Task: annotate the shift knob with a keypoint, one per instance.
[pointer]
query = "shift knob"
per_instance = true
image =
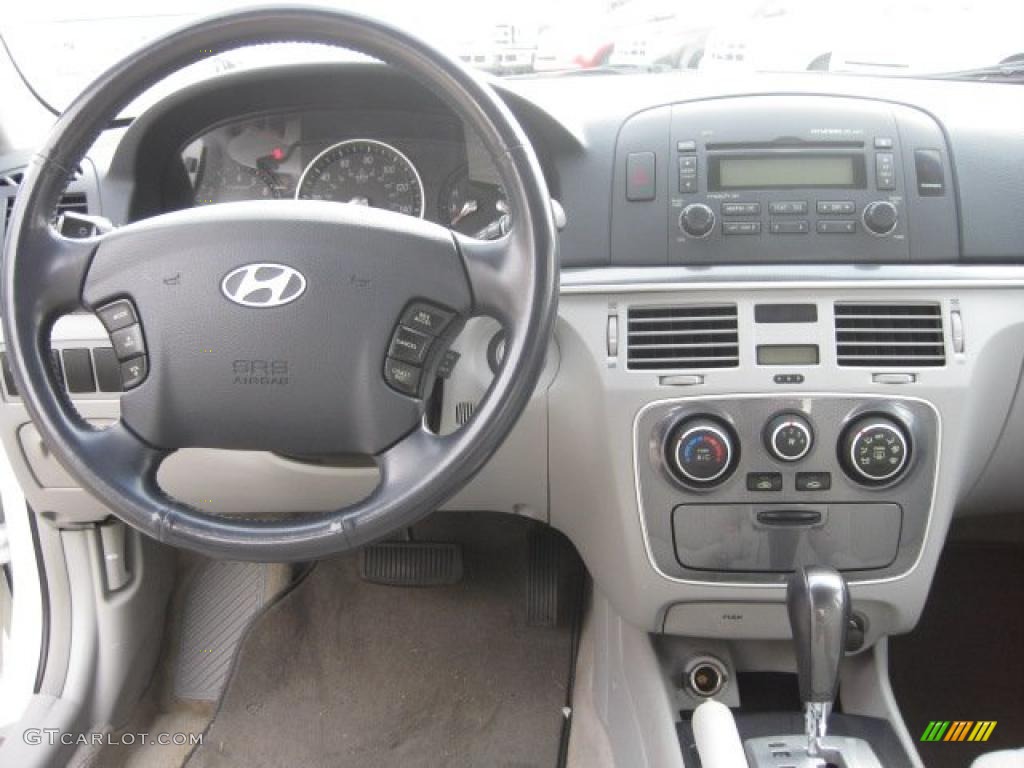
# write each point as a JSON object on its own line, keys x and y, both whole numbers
{"x": 819, "y": 610}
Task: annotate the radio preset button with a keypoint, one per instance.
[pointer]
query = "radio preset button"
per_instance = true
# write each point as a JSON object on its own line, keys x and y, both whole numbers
{"x": 837, "y": 207}
{"x": 885, "y": 170}
{"x": 792, "y": 226}
{"x": 740, "y": 209}
{"x": 788, "y": 207}
{"x": 837, "y": 227}
{"x": 741, "y": 227}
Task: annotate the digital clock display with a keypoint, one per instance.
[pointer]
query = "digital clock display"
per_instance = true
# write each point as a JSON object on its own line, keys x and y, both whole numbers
{"x": 787, "y": 354}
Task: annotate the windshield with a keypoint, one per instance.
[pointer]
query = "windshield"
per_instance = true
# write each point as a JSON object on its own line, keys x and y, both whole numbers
{"x": 60, "y": 46}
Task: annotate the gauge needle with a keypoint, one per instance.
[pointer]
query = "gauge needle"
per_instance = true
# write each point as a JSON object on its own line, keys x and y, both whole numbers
{"x": 470, "y": 206}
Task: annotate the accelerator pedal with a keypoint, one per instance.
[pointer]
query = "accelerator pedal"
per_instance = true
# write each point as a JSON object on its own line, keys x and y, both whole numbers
{"x": 412, "y": 563}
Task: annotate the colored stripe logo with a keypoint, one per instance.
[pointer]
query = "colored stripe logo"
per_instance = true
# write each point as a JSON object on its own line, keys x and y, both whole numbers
{"x": 958, "y": 730}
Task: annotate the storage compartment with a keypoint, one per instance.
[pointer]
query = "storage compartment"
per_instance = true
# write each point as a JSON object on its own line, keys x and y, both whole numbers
{"x": 777, "y": 538}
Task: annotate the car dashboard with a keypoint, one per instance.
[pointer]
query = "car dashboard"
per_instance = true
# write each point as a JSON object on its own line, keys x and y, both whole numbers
{"x": 836, "y": 257}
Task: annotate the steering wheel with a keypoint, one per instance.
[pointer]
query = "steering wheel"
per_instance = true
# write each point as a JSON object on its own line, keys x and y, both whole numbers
{"x": 266, "y": 326}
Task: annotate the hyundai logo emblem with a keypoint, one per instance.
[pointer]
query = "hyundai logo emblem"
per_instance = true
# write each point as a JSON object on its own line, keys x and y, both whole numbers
{"x": 263, "y": 286}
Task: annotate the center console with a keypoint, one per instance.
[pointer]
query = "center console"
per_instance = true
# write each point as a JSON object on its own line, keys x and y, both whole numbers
{"x": 759, "y": 179}
{"x": 747, "y": 488}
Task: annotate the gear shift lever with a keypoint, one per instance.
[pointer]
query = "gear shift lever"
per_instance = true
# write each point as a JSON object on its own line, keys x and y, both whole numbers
{"x": 819, "y": 609}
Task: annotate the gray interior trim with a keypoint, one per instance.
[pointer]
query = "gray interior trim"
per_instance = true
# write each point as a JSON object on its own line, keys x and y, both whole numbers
{"x": 779, "y": 276}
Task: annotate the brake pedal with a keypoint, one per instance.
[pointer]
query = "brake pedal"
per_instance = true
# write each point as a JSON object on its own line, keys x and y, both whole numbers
{"x": 412, "y": 563}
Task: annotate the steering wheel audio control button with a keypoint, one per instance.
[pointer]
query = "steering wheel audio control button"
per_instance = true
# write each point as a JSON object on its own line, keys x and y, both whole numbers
{"x": 117, "y": 314}
{"x": 410, "y": 345}
{"x": 133, "y": 373}
{"x": 128, "y": 342}
{"x": 426, "y": 317}
{"x": 402, "y": 376}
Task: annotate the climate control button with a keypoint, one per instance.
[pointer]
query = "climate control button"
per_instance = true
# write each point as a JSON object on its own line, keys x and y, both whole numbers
{"x": 788, "y": 437}
{"x": 876, "y": 450}
{"x": 701, "y": 451}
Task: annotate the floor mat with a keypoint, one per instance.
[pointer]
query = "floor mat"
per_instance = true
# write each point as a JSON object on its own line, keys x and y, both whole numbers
{"x": 965, "y": 660}
{"x": 346, "y": 673}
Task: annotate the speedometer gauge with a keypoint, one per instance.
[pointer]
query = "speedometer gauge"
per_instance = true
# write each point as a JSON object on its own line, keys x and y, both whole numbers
{"x": 364, "y": 172}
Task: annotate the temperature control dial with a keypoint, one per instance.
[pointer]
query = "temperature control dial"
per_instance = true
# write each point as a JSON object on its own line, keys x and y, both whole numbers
{"x": 701, "y": 451}
{"x": 788, "y": 437}
{"x": 876, "y": 450}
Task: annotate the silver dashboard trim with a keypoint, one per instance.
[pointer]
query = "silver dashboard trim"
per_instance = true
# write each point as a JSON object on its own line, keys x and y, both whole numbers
{"x": 781, "y": 587}
{"x": 783, "y": 276}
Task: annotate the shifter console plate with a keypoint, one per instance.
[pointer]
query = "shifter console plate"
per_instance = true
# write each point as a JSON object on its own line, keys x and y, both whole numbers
{"x": 791, "y": 752}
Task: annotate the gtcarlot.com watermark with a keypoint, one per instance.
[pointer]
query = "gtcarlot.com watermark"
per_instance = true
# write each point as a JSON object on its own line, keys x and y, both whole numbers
{"x": 53, "y": 736}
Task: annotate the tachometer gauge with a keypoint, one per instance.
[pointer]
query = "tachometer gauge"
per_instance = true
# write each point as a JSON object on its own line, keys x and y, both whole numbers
{"x": 474, "y": 208}
{"x": 364, "y": 172}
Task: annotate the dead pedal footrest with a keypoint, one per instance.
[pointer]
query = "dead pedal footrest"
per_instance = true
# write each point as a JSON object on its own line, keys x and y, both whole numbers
{"x": 412, "y": 563}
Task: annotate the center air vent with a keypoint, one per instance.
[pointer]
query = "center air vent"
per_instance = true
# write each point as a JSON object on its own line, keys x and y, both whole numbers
{"x": 889, "y": 335}
{"x": 682, "y": 338}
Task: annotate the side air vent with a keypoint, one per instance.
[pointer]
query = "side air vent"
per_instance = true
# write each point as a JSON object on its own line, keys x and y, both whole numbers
{"x": 878, "y": 335}
{"x": 689, "y": 337}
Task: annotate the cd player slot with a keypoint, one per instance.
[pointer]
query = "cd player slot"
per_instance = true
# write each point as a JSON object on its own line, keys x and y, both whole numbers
{"x": 783, "y": 143}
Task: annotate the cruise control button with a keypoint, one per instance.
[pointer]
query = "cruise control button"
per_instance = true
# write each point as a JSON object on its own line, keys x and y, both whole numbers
{"x": 426, "y": 317}
{"x": 128, "y": 342}
{"x": 133, "y": 372}
{"x": 117, "y": 315}
{"x": 402, "y": 376}
{"x": 108, "y": 370}
{"x": 764, "y": 481}
{"x": 410, "y": 345}
{"x": 78, "y": 371}
{"x": 813, "y": 481}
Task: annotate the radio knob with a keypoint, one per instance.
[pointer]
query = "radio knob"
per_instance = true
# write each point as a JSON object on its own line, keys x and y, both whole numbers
{"x": 881, "y": 217}
{"x": 696, "y": 220}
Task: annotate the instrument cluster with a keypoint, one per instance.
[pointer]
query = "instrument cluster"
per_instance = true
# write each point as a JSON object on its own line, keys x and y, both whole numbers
{"x": 388, "y": 161}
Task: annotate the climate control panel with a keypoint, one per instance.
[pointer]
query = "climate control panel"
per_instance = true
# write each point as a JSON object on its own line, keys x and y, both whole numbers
{"x": 752, "y": 486}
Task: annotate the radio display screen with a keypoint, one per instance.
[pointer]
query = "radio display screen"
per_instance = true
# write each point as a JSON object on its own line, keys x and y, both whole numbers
{"x": 787, "y": 354}
{"x": 786, "y": 171}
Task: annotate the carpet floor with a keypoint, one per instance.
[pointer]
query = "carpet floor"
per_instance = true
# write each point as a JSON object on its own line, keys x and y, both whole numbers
{"x": 345, "y": 673}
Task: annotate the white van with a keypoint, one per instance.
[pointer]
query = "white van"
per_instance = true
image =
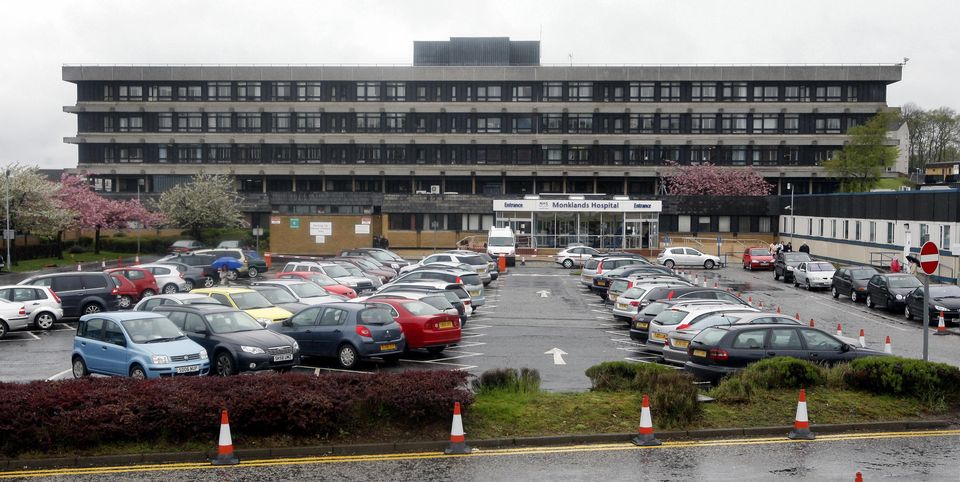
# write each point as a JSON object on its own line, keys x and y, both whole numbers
{"x": 502, "y": 241}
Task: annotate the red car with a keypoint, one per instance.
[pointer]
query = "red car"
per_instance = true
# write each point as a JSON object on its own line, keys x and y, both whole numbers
{"x": 144, "y": 280}
{"x": 325, "y": 282}
{"x": 423, "y": 325}
{"x": 757, "y": 258}
{"x": 126, "y": 290}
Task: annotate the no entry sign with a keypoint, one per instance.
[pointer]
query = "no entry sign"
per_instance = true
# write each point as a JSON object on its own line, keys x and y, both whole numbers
{"x": 929, "y": 257}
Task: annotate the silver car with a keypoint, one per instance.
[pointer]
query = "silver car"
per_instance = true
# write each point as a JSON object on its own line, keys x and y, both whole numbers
{"x": 42, "y": 304}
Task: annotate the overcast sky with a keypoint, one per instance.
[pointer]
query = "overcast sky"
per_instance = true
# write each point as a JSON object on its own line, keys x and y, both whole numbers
{"x": 38, "y": 36}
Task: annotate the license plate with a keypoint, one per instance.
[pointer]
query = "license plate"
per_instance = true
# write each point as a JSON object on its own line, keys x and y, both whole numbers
{"x": 188, "y": 369}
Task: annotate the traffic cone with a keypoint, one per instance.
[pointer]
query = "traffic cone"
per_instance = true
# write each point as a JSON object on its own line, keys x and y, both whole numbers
{"x": 225, "y": 454}
{"x": 941, "y": 325}
{"x": 801, "y": 426}
{"x": 645, "y": 437}
{"x": 458, "y": 444}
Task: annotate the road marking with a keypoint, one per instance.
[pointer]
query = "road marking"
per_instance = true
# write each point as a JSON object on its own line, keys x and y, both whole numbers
{"x": 517, "y": 451}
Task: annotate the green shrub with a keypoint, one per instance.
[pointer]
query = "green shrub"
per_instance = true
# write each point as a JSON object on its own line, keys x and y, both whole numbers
{"x": 932, "y": 383}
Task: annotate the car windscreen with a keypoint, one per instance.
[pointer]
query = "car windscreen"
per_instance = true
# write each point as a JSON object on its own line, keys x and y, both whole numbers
{"x": 307, "y": 290}
{"x": 903, "y": 282}
{"x": 152, "y": 330}
{"x": 250, "y": 301}
{"x": 232, "y": 322}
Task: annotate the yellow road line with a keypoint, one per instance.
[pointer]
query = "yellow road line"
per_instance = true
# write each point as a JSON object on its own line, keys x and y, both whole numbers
{"x": 480, "y": 453}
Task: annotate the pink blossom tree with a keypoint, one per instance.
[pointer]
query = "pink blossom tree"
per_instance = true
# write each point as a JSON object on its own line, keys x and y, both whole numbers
{"x": 711, "y": 180}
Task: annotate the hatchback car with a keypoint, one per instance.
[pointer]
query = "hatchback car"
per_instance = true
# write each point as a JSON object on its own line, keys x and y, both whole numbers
{"x": 890, "y": 290}
{"x": 137, "y": 344}
{"x": 79, "y": 293}
{"x": 718, "y": 351}
{"x": 347, "y": 332}
{"x": 852, "y": 282}
{"x": 234, "y": 341}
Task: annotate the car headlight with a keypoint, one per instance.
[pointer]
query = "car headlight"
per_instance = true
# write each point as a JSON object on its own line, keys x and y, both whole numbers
{"x": 255, "y": 350}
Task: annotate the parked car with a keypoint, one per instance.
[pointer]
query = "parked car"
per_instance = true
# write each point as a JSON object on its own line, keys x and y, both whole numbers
{"x": 13, "y": 316}
{"x": 423, "y": 325}
{"x": 574, "y": 256}
{"x": 890, "y": 290}
{"x": 756, "y": 257}
{"x": 42, "y": 304}
{"x": 327, "y": 283}
{"x": 943, "y": 299}
{"x": 234, "y": 341}
{"x": 143, "y": 280}
{"x": 185, "y": 246}
{"x": 79, "y": 293}
{"x": 813, "y": 274}
{"x": 852, "y": 282}
{"x": 785, "y": 262}
{"x": 148, "y": 304}
{"x": 347, "y": 332}
{"x": 684, "y": 256}
{"x": 718, "y": 351}
{"x": 247, "y": 300}
{"x": 137, "y": 344}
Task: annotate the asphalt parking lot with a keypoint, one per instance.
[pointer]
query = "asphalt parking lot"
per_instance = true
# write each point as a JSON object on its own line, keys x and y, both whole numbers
{"x": 540, "y": 307}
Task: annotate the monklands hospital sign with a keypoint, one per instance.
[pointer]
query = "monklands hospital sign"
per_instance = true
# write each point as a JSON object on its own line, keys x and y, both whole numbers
{"x": 570, "y": 205}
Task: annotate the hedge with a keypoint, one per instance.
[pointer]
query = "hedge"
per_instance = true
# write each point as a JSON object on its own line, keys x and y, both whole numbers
{"x": 42, "y": 416}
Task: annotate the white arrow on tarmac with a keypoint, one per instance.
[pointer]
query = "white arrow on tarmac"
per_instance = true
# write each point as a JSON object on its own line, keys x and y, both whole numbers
{"x": 557, "y": 356}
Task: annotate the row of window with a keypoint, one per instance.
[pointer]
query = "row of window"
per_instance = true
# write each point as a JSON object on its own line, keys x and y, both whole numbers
{"x": 556, "y": 154}
{"x": 529, "y": 91}
{"x": 482, "y": 123}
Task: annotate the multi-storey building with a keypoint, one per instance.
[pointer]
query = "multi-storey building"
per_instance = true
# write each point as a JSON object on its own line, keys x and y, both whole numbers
{"x": 479, "y": 117}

- - -

== REQUIRED ACTION ==
From the records above, pick out and copy each line holding the word "monklands".

== RESPONSE BOX ==
Task: annotate the monklands hospital sign with a keypoint, one per instance.
query = "monklands hospital sign"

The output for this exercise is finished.